--- Supplied data Enclosed Below ---

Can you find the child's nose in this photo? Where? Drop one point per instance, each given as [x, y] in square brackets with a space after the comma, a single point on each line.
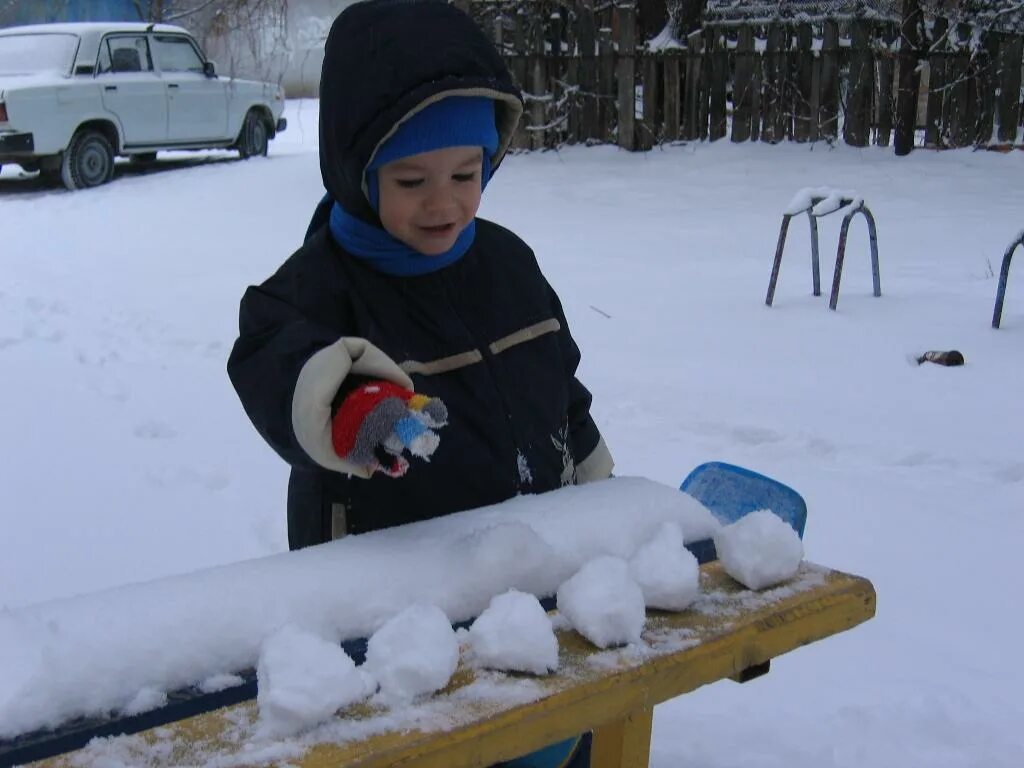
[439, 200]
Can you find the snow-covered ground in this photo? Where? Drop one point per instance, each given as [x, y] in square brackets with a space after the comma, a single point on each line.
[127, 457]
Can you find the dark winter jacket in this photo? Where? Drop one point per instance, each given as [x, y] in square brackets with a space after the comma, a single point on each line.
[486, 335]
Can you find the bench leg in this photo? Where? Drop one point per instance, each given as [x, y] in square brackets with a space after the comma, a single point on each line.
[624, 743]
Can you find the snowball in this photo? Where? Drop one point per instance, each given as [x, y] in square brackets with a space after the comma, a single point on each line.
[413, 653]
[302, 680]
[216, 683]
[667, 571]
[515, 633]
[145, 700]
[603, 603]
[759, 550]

--- End of Enclosed Supplied data ---
--- Supplied data Enclosed Below ---

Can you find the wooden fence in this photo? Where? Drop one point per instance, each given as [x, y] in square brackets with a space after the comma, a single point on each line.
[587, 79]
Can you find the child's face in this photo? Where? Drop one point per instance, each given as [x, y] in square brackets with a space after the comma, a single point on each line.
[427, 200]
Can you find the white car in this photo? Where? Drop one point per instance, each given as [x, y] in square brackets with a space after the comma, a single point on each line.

--- End of Enclosed Supplied data ---

An exact copy of the lines above, from the one containing "Can you find the child's face" down to the one containing "Can you find the white" and including both, is the whole answer; retype it and nothing else.

Output:
Can you find the child's face in this photo? Where? Drop one point per instance, each given as [x, y] in square brackets with a space after the comma, a single point on each line.
[427, 200]
Can you find the white car in this photo? Where? Drop one point per instance, each given as [x, y] in square brackets with a space after the comma, a single point on each line.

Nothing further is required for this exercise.